--- Data supplied ---

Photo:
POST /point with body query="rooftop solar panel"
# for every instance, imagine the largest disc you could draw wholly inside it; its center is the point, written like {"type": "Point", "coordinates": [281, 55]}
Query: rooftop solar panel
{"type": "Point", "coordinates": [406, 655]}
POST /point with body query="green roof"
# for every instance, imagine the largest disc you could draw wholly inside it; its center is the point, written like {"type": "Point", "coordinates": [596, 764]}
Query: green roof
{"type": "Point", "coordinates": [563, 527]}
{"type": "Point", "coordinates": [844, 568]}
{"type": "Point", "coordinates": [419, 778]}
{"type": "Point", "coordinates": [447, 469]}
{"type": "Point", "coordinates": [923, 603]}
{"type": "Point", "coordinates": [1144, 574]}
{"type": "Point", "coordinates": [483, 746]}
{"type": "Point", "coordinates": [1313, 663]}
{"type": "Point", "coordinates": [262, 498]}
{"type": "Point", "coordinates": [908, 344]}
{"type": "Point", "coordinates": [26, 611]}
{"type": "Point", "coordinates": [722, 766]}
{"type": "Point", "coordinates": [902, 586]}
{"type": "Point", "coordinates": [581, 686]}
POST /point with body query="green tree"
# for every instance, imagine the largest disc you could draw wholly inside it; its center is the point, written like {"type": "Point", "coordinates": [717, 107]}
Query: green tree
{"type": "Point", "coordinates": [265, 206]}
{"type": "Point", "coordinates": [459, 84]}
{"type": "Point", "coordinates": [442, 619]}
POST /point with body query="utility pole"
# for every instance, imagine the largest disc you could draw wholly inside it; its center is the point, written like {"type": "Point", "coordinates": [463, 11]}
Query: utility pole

---

■ Task brief ■
What is the number of lines above that hold the word "wholly"? Answer with that number alone.

■ Written solution ■
4